Navorderingsaanslag box 3 vernietigd omdat inspecteur onvoldoende vereiste voortvarendheid betracht

Navorderingsaanslag box 3 vernietigd omdat inspecteur onvoldoende vereiste voortvarendheid betracht

Gegevens

Nummer
2025/1268
Publicatiedatum
20 november 2025
Auteur
Redactie
ECLI
ECLI:NL:GHARL:2025:6992
Rubriek
Uitspraak

Het hof vernietigt de navorderingsaanslag ib/pvv en de boetebeschikking over 2015, omdat de inspecteur niet voortvarend genoeg heeft gehandeld.


Een man heeft in de jaren 2015 en 2016 twee bankrekeningen in Italië aangehouden, waarvan één samen met zijn broer. In zijn aangiften ib/pvv over deze jaren heeft hij geen inkomen uit sparen en beleggen opgegeven. De inspecteur ontvangt in 2019 via internationale uitwisseling informatie over deze buitenlandse tegoeden en vraagt de man om opheldering. De man reageert niet inhoudelijk op herhaalde verzoeken om informatie. Uiteindelijk legt de inspecteur navorderingsaanslagen en vergrijpboeten op over 2015 en 2016, waarbij hij uitgaat van volledige gerechtigdheid van de man tot de Italiaanse banktegoeden. De man stelt dat hij slechts deels gerechtigd is en dat het saldo deels aan een derde toekomt, maar kan dit niet onderbouwen.

Navorderingsaanslag vernietigd wegens gebrek aan voortvarendheid Het hof oordeelt dat de inspecteur bij het opleggen van de navorderingsaanslag over 2015 niet voortvarend genoeg heeft gehandeld. De inspecteur had al in maart 2019 voldoende aanwijzingen om een onderzoek te starten, maar wachtte ruim negen maanden met het opvragen van nadere informatie. Omdat deze vertraging niet wordt verklaard, vervalt de bevoegdheid tot navorderen voor 2015. De navorderingsaanslag en de bijbehorende boete en belastingrente over 2015 worden vernietigd.

Aangeleverde gegevens.
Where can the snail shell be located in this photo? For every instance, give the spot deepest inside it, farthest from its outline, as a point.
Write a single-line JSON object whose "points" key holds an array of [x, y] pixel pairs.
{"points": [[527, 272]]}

Schriftelijke opdracht.
Stel voor elke bewering vast of die klopt met het artikel over de vernietigde navorderingsaanslag box 3. Antwoord per bewering met ja of nee en citeer letterlijk de woorden uit het artikel die de doorslag geven.
1. De man hield in 2015 en 2016 drie bankrekeningen in Italië aan.
2. De inspecteur wachtte ruim negen maanden met het opvragen van nadere informatie.
3. De man kon onderbouwen dat hij slechts deels gerechtigd was tot de tegoeden.
De lijst is afzonderlijk materiaal en staat los van het artikel.

Verwacht antwoord.
1. Nee: "twee bankrekeningen in Italië aangehouden"
2. Ja: "wachtte ruim negen maanden met het opvragen van nadere informatie"
3. Nee: "maar kan dit niet onderbouwen"